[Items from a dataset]
┌────────
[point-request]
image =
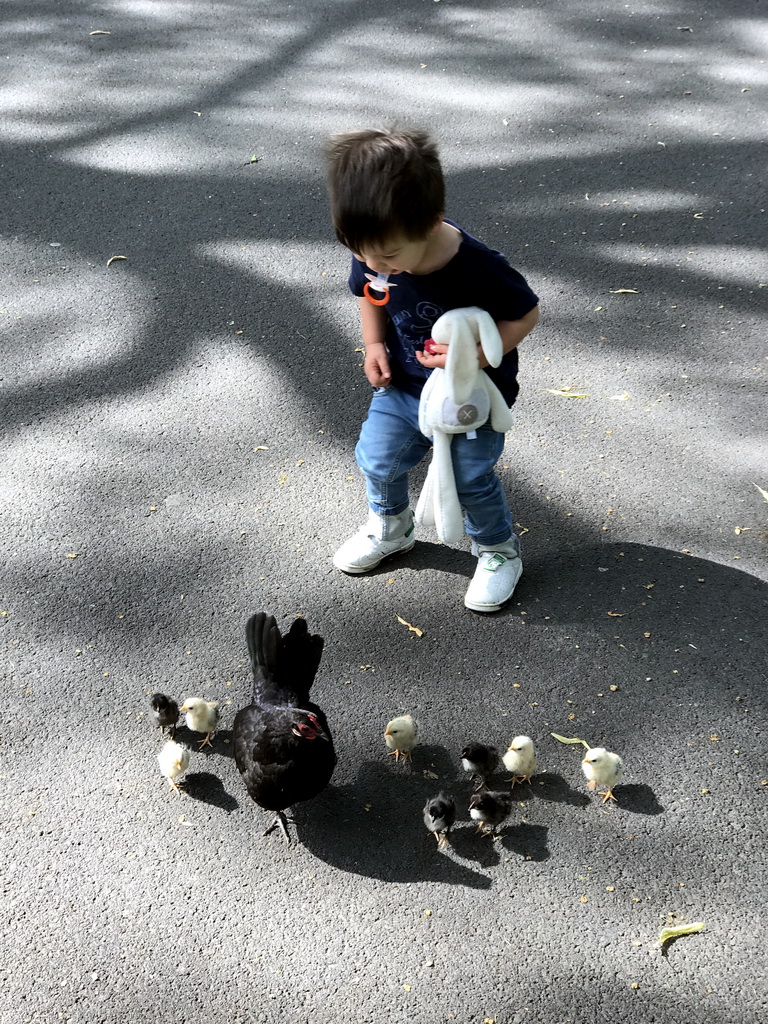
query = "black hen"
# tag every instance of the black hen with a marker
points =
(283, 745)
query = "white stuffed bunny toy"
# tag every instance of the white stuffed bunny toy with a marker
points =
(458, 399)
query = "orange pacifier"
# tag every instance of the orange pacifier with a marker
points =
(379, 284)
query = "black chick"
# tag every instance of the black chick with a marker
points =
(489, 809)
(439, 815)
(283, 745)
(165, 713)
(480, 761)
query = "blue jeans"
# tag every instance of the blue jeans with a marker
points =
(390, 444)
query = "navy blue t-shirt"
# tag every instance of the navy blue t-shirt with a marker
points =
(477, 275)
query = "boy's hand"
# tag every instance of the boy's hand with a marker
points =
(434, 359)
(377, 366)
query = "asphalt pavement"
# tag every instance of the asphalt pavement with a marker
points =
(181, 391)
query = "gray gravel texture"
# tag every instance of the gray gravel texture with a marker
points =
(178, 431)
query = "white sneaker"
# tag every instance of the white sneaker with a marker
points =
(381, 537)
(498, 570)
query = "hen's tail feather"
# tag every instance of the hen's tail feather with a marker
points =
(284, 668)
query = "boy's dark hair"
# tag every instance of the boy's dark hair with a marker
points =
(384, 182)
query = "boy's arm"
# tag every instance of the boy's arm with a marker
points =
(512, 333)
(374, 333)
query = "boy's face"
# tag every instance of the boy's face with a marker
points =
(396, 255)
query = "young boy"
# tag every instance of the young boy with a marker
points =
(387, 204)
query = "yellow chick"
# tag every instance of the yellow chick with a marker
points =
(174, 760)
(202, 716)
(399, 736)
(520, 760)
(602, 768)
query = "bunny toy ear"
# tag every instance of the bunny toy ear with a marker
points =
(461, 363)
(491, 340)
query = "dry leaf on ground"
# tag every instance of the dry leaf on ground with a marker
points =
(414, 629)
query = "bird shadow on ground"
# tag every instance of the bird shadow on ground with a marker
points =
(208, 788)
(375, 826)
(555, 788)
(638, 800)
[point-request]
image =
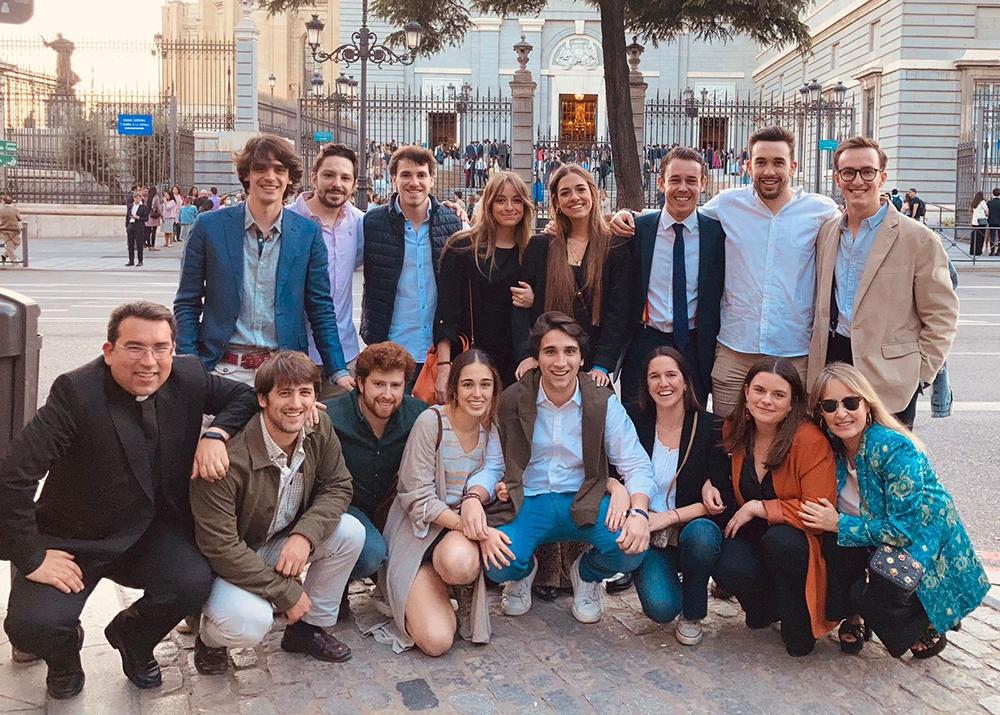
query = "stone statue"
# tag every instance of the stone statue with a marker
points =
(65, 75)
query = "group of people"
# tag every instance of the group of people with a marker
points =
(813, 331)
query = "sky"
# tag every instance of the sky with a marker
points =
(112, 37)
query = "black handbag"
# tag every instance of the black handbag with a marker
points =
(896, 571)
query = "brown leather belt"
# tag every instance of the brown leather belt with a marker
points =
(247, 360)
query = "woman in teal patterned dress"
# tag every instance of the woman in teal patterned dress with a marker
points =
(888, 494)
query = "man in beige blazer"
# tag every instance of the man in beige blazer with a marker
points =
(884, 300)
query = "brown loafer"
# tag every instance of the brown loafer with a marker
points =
└────────
*What the task requires*. Each record must be quoted in full and exactly. Do not include the pictures.

*Output*.
[point-request]
image =
query = "black hen"
# tag every instance of the black hen with a marker
points =
(283, 745)
query = "white stuffed bunny toy"
# tag every instance of the white stuffed bunny toy with a marker
points =
(458, 399)
query = "orange pacifier"
# tag every instance of the orange pacifier with a marker
points =
(379, 284)
query = "black chick"
# tag every instance of the black chick with a marker
points =
(489, 809)
(439, 815)
(283, 745)
(165, 713)
(480, 761)
query = "blue jeans"
# tag every instance of the blue jeans with a marker
points =
(390, 444)
query = "navy blue t-shirt"
# tag every instance of the navy blue t-shirt with a marker
points =
(477, 275)
query = "boy's hand"
# tag every instance of the boy's hand with a marker
points =
(434, 359)
(377, 366)
query = "asphalt pavement"
# tag every instance of the asphalt pavement with a marker
points =
(181, 391)
query = "gray gravel texture"
# tag every instance of the gray gravel texture with a marker
points =
(178, 431)
query = "white sneaker"
# tag every instance of the white sneaker with a marker
points =
(381, 537)
(498, 570)
query = "hen's tail feather"
# tag every instance of the hen's tail feather with a marker
points =
(284, 668)
query = "boy's dark hair"
# tag every instance of the boy's dark hair with a marker
points =
(384, 182)
query = "boy's arm"
# tag every instance of the boy's arm with a marker
points =
(512, 333)
(374, 333)
query = "boy's face"
# tag every instance of the boy's face with a marker
points =
(396, 255)
query = "young boy"
# tag every instance of the young boy with a marker
points =
(387, 204)
query = "yellow chick"
# tag every instance of the yellow chick with a marker
points =
(174, 760)
(202, 716)
(399, 736)
(520, 760)
(602, 768)
query = "bunny toy ear"
# tag every instance of the bunny toy ear with a marker
points =
(461, 363)
(491, 340)
query = "dry leaf on ground"
# tag every instance of the dry leaf on ground with a marker
points =
(414, 629)
query = "bird shadow on ground"
# tag every instance of the bird shadow on ground with a marker
points =
(208, 788)
(375, 826)
(555, 788)
(638, 800)
[point-request]
image =
query = "stone statue"
# tag every instance of the stone statue with a marker
points =
(65, 75)
query = "group of people"
# tag every instance of the group of people with a marker
points =
(813, 331)
query = "sky"
# tag every instance of the sky with a marker
points =
(112, 37)
query = "black handbag"
# tag every instance of the black handbag with a marker
points =
(896, 571)
query = "brown leather belt"
# tag every instance of the brown leather belt with a marker
points =
(247, 360)
query = "woman in teal patterned dress"
# tag every instance of the woman in teal patterned dress with a marker
points =
(888, 494)
query = "man in beige blazer"
# tag every instance of the man in beige blazer with a marker
points =
(884, 300)
query = "brown loafer"
# tag every instance of the brown loafer with a marker
points =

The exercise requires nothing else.